将下方全部数据逐行重写，把其中的“top-left”替换为“upper-left”，其余内容一律保持不变。

*-*-*

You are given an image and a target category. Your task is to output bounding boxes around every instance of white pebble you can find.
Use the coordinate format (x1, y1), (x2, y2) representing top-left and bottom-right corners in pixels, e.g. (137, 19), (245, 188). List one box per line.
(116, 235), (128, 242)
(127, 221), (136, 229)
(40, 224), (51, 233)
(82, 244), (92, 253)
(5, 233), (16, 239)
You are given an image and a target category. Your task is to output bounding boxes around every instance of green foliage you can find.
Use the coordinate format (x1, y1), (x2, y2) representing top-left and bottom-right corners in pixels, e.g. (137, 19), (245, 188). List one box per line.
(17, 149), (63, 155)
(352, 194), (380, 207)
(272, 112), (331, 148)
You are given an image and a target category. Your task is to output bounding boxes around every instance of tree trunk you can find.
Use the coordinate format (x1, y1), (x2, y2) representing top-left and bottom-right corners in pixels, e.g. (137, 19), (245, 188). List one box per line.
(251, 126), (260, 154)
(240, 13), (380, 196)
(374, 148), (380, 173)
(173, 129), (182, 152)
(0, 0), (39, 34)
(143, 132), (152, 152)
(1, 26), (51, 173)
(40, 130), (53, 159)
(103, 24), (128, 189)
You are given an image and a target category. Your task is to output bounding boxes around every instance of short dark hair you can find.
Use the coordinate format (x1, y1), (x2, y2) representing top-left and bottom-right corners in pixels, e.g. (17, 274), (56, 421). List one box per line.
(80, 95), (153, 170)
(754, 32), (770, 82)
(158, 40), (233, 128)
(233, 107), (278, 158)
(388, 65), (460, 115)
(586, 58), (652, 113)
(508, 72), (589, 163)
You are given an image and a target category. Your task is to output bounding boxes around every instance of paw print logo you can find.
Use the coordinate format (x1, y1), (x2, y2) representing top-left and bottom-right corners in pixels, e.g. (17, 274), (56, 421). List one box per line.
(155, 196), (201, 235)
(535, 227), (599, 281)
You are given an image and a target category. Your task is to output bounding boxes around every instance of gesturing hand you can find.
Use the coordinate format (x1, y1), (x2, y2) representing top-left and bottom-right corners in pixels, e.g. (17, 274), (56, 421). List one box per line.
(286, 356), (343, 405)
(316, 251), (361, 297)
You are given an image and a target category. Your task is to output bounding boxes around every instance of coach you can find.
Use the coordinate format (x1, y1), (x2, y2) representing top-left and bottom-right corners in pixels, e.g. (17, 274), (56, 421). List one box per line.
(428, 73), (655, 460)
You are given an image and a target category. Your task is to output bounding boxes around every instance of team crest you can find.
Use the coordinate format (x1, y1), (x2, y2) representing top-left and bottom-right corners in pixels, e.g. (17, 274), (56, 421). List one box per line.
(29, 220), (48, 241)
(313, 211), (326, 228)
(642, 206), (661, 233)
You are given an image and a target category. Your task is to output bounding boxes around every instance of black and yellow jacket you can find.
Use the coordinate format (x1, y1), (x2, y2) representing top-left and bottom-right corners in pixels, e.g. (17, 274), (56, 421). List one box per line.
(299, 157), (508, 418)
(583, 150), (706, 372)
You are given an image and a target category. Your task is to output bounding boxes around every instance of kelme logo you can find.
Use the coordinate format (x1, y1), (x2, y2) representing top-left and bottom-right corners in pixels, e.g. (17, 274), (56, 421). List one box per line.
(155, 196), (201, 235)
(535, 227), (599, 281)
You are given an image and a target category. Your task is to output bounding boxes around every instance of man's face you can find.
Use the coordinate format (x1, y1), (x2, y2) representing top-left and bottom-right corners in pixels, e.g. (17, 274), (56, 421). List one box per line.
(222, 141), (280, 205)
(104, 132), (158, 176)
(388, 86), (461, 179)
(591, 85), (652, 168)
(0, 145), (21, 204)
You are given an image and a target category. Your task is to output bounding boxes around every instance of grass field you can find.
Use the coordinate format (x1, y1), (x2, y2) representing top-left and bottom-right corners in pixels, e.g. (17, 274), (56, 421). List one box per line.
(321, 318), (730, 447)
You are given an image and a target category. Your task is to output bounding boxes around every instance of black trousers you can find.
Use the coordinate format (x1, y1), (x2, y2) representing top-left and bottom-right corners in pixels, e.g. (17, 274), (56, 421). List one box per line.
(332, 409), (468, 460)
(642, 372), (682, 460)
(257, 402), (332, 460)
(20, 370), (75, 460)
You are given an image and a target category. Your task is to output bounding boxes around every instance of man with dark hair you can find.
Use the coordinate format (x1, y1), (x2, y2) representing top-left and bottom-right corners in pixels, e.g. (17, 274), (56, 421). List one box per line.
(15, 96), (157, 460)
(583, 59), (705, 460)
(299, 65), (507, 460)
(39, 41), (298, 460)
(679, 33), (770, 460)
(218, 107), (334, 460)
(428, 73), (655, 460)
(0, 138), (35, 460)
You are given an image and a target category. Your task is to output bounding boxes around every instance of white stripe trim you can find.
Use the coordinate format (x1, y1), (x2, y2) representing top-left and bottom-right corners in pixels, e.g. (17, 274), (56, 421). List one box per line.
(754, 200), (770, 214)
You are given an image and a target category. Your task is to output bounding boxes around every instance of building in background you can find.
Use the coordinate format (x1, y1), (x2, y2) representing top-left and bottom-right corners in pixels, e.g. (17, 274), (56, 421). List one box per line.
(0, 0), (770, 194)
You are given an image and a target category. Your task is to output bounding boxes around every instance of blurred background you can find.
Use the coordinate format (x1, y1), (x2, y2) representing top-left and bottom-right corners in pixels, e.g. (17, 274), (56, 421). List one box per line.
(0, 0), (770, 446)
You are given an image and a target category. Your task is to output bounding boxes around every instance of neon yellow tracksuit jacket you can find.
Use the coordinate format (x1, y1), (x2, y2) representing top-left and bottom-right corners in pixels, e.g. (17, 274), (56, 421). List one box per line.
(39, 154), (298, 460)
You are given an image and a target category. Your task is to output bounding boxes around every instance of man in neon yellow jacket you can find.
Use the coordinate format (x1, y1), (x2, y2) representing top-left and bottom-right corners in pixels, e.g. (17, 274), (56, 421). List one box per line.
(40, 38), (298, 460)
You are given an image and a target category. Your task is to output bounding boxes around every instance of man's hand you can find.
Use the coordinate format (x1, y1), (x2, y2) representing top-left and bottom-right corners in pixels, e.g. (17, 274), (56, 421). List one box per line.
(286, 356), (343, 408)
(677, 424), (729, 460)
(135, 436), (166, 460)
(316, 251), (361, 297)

*-*-*

=== 任务结果 ===
You are given an image and a target category. Your task is to output bounding boxes around every instance of white pebble you can find.
Use the coordinate format (x1, y1), (x2, y2) representing upper-left and bottom-right corners in pixels, e.g. (137, 19), (245, 188). List one box per line.
(116, 235), (128, 242)
(127, 221), (136, 229)
(40, 224), (51, 233)
(82, 244), (92, 253)
(5, 233), (16, 239)
You are given an image and a target category. Your task is to output bounding boxes around every instance of green foliage you can find.
Use the coordinate format (x1, y1), (x2, y2) representing upper-left and bottom-right corners in pixels, e.g. (137, 19), (245, 188). List one box per line.
(17, 149), (63, 155)
(352, 194), (380, 207)
(272, 112), (331, 148)
You are given an image and a target category. Your task is to output bounding boxes around every instance of tree trunk you can find.
Use the coordinate format (x1, y1), (x2, y2) representing upper-left and bottom-right corners in pixels, e.g. (137, 19), (245, 188). List one box per line.
(251, 126), (260, 154)
(240, 13), (380, 196)
(374, 148), (380, 173)
(173, 129), (182, 152)
(0, 0), (39, 34)
(143, 132), (152, 152)
(1, 26), (51, 173)
(40, 130), (53, 159)
(103, 24), (128, 189)
You are given an image and a target category. Your task is to output bounding boxes around every instance of short dark hair you can find.
Use the coordinate format (x1, y1), (x2, y2) representing upper-left and bottom-right corners in pixels, e.g. (17, 274), (56, 421). List one box per line.
(80, 95), (153, 170)
(754, 32), (770, 82)
(158, 40), (233, 128)
(233, 107), (278, 158)
(388, 65), (460, 115)
(586, 58), (652, 113)
(508, 72), (589, 163)
You are given an image and a target category. Your task is to output bounding boxes around every instance of paw print logo you can find.
Use the coordinate format (x1, y1), (x2, y2) representing upper-left and bottom-right corners in pixels, e.g. (17, 274), (56, 421). List one box per line.
(155, 196), (201, 235)
(535, 227), (599, 281)
You are given an image and a target category. Your task is to output bounding boxes around every instance of gesturing hand you can find.
Use the coordinate format (x1, y1), (x2, y2) representing upper-left and bottom-right corners in pixels, e.g. (17, 274), (56, 421). List one box per line.
(286, 356), (343, 405)
(316, 251), (361, 297)
You are given an image and a target category. Your task is to output bounding boxes around every instance of coach you can find.
Use the coordinate format (x1, y1), (x2, y2) representing upper-left and bottom-right corners in pixels, e.g. (17, 274), (56, 421). List one box per line.
(428, 73), (655, 460)
You are given an image and a target category. Your task is to output bounding boxes around every instance of team crest you can find.
Use the coordinate format (x1, y1), (x2, y2) representing upper-left and bottom-right corners in pixels, e.g. (17, 274), (56, 421). List one box per line.
(29, 220), (48, 241)
(313, 211), (326, 228)
(642, 206), (661, 233)
You are given an image and a target category. Your task is to output bounding boxes around every instance of black and yellow jacket you can find.
Use the coordinate format (x1, y1), (x2, y2) representing upper-left and bottom-right corners in pixels, e.g. (17, 274), (56, 421). List one box per line.
(299, 157), (508, 418)
(583, 150), (706, 372)
You are given an image and a target category. Your task is to output bounding boxes around every instance of kelme logo you can find.
Use the coordinate format (x1, y1), (x2, y2) representing upper-left and bottom-right corners in pixels, e.g. (17, 274), (56, 421). List one box per line.
(155, 196), (201, 235)
(535, 227), (599, 281)
You are given an image and a target category. Your task is to output bounding boxes around every instance of man's face you can find.
Use the coordinate format (x1, y1), (x2, y2) representing upper-left and bottom-right corners in pixels, e.g. (17, 274), (56, 421). List one box per line.
(222, 141), (280, 205)
(104, 132), (158, 176)
(388, 86), (461, 179)
(591, 85), (652, 168)
(0, 145), (21, 204)
You are given an image and a target category. Your task is to output bounding boxes around every instance of grass field you can find.
Use the coordinate format (x1, y1), (x2, y2) representing upper-left and bottom-right corners in pixels, e.g. (17, 274), (56, 421). List one box per line.
(321, 318), (730, 447)
You are given an image and a target category. Your task is to output bounding boxes around every instance of black trousers you can find.
Use the coordinate format (x1, y1), (x2, y2) representing upper-left and bottom-right corners in pixels, e.g. (17, 274), (56, 421). List one box per line.
(332, 409), (468, 460)
(642, 372), (682, 460)
(257, 402), (332, 460)
(20, 370), (75, 460)
You are given an image and a target category. Your task is to output bounding boxes around every instance of man with dark hair you can find.
Use the coordinate format (x1, y1), (x2, y2) representing upper-left and bottom-right corners in pixels, e.g. (17, 274), (56, 421). List one box per line.
(15, 96), (157, 460)
(583, 59), (705, 460)
(299, 65), (507, 460)
(39, 41), (298, 460)
(679, 33), (770, 460)
(218, 107), (334, 460)
(428, 73), (655, 460)
(0, 138), (35, 460)
You are given an image and a target category. Your task is to output bounding boxes around every instance of white stripe trim you can find.
Use the coordinate format (x1, y1), (x2, y2) representing upper-left and bottom-right corners in pixels, e.g. (17, 274), (56, 421). List one box per line.
(754, 200), (770, 214)
You are given an image and a target category. Your task is to output bounding boxes around every instance of building in background you can find.
Use the coordinate format (x1, y1), (x2, y2) representing upper-left and bottom-right corners in pixels, e.g. (17, 274), (56, 421). List one box per line.
(0, 0), (770, 194)
You are given an image and a target category. Your task is to output bounding boxes around every instance of blurred background you can find.
Use the coordinate format (x1, y1), (x2, y2) representing upper-left and bottom-right corners in pixels, e.g. (17, 274), (56, 421). List one box per line.
(0, 0), (770, 446)
You are given an image and a target category. Your task is to output bounding boxes around every instance of neon yellow tracksuit jacket you can find.
Use the coordinate format (x1, y1), (x2, y2) representing upper-left and bottom-right corners in pixels, e.g. (17, 274), (56, 421). List one box per line.
(39, 154), (298, 460)
You are given an image and a target category. Your task is to output bounding boxes around every instance of man in neon yellow jacket you can find.
Use the coordinate format (x1, y1), (x2, y2) representing upper-left and bottom-right corners in pixels, e.g. (17, 274), (56, 421). List one box per line.
(40, 38), (298, 460)
You are given an image and a target category. Your task is to output bounding boxes around every instance of man's hand you can find.
Use the coordinate format (x1, y1), (x2, y2) representing upper-left and bottom-right corners in pixels, e.g. (17, 274), (56, 421). List one box per line.
(286, 356), (343, 408)
(677, 424), (729, 460)
(135, 436), (166, 460)
(316, 251), (361, 297)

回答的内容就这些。